Problem A: In the excerpt on the Daleiden verdict, who is the founder and chairman of Liberty Counsel?
Problem B: From the excerpt on the Daleiden verdict, quote the passage from "Breen says of" to "win on appeal.".

Excerpt to read:

*** Begin section ***

Breen says of Daleiden: "His investigation into criminal activity by America's largest abortion provider utilized standard investigative journalism techniques, those applied regularly by news outlets across the country."
Tom Brejcha, the founder and director of the Thomas More Society, sees this decision as a blow against the First Amendment: "This case puts the constitutionally guaranteed right to free speech on trial." Brejcha is confident they'll win on appeal.
James O'Keefe of Project Veritas – a conservative group that consistently brings to light undercover videos exposing Google, CNN, and other groups of liberal bias – commented after the verdict: "Imagine if he exposed puppies being aborted and their body parts sold illegally. The verdict against Daleiden for investigating the abortion of human babies and the sale of baby parts clearly demonstrates the power of the abortion industry."
Defending Daleiden's colleague Sandra Merritt (who helped produce the undercover videos) is Liberty Counsel, the founder and chairman of which is Mat Staver.
Staver's Liberty Counsel notes that the judge in this case essentially took the First Amendment off the table: "[Judge William] Orrick...told the jury it couldn't look at this as a First Amendment case, where freedom of speech and the press could be considered as a defense."
I spoke with Mat Staver on the radio a few months ago about this case, long before the recent verdict.
Staver told me: "The whole point of the case is trying to silence any kind of information that comes out regarding Planned Parenthood's participation in harvesting [and] selecting baby body parts and providing them for profit to third parties, which then turned around and sold them to entities, such as Stanford University and other places which were the buyers."
Some of the charges included airing private conversations that were secretly recorded, without consent. But, Staver notes, many of these recordings were done in public places, such as elevators, exhibition shows, and public restaurants – where there are people around. Staver notes the witnesses admit that people could overhear them in these conversations. Staver said the real question boils down to this: "Was the conversation confidential?"

*** End section ***

Dataset extract:
*** Begin section ***

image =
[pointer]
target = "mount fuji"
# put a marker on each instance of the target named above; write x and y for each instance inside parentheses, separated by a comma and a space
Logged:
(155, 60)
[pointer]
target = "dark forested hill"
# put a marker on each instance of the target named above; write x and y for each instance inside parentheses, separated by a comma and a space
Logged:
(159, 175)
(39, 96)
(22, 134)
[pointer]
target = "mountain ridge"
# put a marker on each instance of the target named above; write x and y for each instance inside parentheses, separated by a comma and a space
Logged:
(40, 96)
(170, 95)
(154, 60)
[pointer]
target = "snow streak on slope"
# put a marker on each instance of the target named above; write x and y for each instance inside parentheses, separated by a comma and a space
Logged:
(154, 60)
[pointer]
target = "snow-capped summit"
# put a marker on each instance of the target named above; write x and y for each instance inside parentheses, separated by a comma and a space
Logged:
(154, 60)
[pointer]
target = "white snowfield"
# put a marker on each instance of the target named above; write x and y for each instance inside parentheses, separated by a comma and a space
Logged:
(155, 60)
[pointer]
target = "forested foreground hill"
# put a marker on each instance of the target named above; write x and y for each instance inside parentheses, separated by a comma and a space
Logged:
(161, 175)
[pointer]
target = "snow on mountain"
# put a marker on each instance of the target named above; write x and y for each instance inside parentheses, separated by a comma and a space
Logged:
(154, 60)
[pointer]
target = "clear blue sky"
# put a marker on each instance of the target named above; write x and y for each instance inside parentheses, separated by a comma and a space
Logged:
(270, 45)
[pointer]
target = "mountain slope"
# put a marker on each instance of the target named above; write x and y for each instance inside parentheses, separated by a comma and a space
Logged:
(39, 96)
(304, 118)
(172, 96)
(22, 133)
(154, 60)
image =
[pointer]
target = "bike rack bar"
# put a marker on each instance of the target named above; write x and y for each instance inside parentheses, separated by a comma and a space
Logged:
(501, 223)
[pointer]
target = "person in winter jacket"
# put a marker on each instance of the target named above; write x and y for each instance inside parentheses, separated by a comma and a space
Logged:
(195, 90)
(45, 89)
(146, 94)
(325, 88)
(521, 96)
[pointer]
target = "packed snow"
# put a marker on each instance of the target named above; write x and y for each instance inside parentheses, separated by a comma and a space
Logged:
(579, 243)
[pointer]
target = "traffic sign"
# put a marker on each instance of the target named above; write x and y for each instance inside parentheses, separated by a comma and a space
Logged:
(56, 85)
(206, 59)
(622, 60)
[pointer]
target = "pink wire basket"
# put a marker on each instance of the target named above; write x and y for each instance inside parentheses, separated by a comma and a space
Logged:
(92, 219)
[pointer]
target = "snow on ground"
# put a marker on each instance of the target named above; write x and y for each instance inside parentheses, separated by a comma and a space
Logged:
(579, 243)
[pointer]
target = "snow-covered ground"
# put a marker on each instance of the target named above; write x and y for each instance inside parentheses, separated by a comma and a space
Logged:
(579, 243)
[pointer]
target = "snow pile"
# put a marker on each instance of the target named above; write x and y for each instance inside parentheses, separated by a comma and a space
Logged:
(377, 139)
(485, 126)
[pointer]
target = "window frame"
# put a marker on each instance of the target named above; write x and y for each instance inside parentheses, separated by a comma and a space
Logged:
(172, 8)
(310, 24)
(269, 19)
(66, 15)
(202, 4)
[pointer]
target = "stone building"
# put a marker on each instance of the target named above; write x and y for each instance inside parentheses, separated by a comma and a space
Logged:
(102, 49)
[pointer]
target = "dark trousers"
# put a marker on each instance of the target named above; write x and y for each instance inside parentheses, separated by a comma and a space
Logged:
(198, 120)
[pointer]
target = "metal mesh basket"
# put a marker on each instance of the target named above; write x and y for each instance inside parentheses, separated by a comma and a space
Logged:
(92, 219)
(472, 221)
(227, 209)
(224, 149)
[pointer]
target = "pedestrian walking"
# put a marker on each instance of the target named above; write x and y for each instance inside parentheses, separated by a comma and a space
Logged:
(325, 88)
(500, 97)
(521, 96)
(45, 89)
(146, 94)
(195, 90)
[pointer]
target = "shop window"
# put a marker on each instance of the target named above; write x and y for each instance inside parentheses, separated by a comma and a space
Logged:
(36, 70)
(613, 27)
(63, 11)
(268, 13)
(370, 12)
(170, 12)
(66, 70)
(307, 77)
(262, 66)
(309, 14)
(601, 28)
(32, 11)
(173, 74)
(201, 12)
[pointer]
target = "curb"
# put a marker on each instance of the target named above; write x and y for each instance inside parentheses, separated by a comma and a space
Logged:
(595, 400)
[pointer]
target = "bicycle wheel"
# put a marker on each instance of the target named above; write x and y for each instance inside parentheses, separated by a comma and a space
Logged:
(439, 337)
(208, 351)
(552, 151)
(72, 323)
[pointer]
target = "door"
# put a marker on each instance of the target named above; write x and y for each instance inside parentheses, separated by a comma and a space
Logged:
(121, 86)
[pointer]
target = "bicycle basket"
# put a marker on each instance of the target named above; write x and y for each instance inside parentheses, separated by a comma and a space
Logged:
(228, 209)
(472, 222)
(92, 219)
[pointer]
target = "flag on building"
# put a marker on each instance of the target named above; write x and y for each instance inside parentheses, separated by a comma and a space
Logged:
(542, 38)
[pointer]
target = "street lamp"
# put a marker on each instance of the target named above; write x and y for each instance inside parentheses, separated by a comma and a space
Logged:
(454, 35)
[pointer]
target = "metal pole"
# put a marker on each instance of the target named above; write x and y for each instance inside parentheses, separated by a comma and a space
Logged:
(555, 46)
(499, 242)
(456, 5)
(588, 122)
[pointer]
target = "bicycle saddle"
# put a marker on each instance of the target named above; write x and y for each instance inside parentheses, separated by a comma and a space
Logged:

*** End section ***

Task result A: Mat Staver

Task result B:
Breen says of Daleiden: "His investigation into criminal activity by America's largest abortion provider utilized standard investigative journalism techniques, those applied regularly by news outlets across the country."
Tom Brejcha, the founder and director of the Thomas More Society, sees this decision as a blow against the First Amendment: "This case puts the constitutionally guaranteed right to free speech on trial." Brejcha is confident they'll win on appeal.